━━━━━ EXCERPT TO READ ━━━━━
An alumna of Rice University in Houston, Jina came to Penn in 2013 and has worked in the lab of Professor David Issadore, working on microfluidics and lab-on-a-chip technologies. “Jina is the ideal person for the Schmidt Fellowship,” Dr. Issadore said, “and I am very pleased that Eric and Wendy Schmidt agreed! Her work in my lab has brought together microfluidics with machine learning to develop diagnostics for diseases that do not have conventional biomarkers. By working with collaborators at Abramson Cancer Center and Presbyterian hospital, Jina demonstrated an ability to accurately diagnose pancreatic cancer at its earliest stages and prognose specific states of traumatic brain injury, both of which were not possible with previous technology. This fellowship will allow Jina to take a much deeper dive into machine learning and its application to next generation medical diagnostics during her post-doc, and I can’t wait to see what she develops.”
Pancreatic cancer remains one of the deadliest types of cancer, with one- and five-year survival rates of only 20% and 7%, respectively, according to the American Cancer Society. The mortality is so high because the disease does not typically cause symptoms until it is too late. Therefore, earlier detection could be the key to better survival rates.
In a new paper published by Lab on a Chip, a research team from the lab of David Issadore, assistant professor of Bioengineering, reports on its development of a micropore chip, callled the circulating tumor cell fluorescence in situ hybridization (CaTCh FISH) chip, that could detect circulating tumor cells (CTCs) from mice and patients with pancreatic cancer, even at very low, previously undetectable levels.
Jin A (Jina) Ko, who is a Ph.D. student in Bioengineering and first author on the paper, says that CTCs are a key mechanism underlying metastasis, which is another reason why pancreatic cancer has such a low survival rate. Not only can the chip that she helped design detect these cells, which circulate in the bloodstream, but more importantly, pancreatic tumors shed these cells even in their very early stages before any spread has occurred. Therefore, provided the test is performed early enough, the tumor can be detected and treated. Patients with family histories of pancreatic cancer or who have tested positive for certain gene mutations would likely benefit from this sort of test.
The study authors also tested the CaTCh FISH chip using blood samples from 14 patients with advanced pancreatic cancer and from healthy controls. They found that their micropore chip could detect several RNA markers of cancer in 10-mL samples — around 2 tsp. In addition, there were no false-negative results among the healthy controls, demonstrating a high level of reliability in that regard.
“We have developed a microchip platform that combines fast, magnetic micropore-based negative immunomagnetic selection with rapid on-chip in situ RNA profiling,” Jina said. “This integrated chip can isolate both rare circulating cells and cell clusters directly from whole blood and allow individual cells to be profiled for multiple RNA cancer biomarkers.”
━━━━━
__TASK A__: Rewrite the portion of the article on the CaTCh FISH chip that opens with the words "The study authors" and closes with "in that regard.", replacing "healthy controls" with "healthy volunteers".
__TASK B__: According to the article on the CaTCh FISH chip, what are the one- and five-year survival rates for pancreatic cancer?
━━━━━ INPUT DATA ━━━━━
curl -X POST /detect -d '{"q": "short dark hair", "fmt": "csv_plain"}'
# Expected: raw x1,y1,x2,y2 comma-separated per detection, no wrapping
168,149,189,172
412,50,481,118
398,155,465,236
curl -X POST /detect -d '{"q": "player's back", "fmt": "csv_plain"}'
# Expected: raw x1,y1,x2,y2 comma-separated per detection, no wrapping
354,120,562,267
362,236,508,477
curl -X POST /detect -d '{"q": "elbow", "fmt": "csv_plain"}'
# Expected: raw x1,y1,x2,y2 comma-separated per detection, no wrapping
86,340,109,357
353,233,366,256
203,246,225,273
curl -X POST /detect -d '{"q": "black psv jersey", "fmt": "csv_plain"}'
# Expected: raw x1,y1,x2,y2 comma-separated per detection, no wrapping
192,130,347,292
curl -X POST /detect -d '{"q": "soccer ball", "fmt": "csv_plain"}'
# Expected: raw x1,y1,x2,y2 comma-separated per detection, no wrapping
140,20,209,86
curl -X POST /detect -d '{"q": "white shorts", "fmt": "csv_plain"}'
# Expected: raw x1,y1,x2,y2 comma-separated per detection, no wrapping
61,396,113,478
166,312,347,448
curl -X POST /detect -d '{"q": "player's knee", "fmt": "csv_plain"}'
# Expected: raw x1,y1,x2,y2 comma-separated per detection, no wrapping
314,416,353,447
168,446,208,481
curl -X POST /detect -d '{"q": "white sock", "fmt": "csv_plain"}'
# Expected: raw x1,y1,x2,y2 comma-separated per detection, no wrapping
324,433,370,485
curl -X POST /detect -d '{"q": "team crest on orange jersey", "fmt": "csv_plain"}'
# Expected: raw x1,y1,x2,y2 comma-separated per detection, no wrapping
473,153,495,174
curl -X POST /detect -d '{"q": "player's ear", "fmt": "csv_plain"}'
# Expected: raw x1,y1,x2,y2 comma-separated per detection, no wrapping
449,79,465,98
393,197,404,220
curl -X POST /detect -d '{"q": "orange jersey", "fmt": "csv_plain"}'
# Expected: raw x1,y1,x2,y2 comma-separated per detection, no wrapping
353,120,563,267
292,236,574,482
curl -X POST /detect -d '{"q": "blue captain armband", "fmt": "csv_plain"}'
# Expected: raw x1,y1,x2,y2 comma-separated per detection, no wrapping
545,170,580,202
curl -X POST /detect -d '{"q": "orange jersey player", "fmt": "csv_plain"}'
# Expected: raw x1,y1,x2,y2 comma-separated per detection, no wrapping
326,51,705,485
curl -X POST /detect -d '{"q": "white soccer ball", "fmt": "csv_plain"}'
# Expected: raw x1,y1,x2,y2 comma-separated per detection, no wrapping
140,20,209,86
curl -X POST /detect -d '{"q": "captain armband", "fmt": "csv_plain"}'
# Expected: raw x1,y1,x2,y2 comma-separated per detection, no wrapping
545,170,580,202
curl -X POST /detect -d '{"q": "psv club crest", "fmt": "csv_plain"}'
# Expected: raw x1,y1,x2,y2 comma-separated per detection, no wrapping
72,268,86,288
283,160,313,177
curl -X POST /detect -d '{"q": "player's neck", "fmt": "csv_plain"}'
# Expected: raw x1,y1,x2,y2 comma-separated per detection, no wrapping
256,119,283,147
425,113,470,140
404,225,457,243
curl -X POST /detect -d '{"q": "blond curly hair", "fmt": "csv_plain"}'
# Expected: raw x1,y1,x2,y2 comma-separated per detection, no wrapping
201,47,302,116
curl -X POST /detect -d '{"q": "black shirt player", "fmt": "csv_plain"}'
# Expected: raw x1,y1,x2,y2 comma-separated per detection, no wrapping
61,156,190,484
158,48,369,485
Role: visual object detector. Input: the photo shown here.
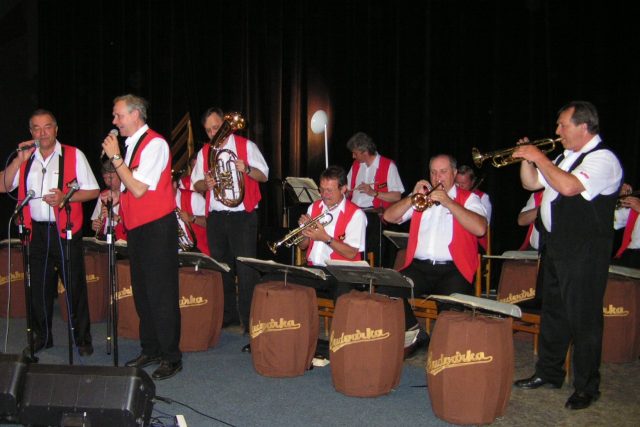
━━━━━
__EXERCISE RESULT A__:
The study authors also tested the CaTCh FISH chip using blood samples from 14 patients with advanced pancreatic cancer and from healthy volunteers. They found that their micropore chip could detect several RNA markers of cancer in 10-mL samples — around 2 tsp. In addition, there were no false-negative results among the healthy volunteers, demonstrating a high level of reliability in that regard.

__EXERCISE RESULT B__: The one-year survival rate is only 20%, and the five-year survival rate is only 7%.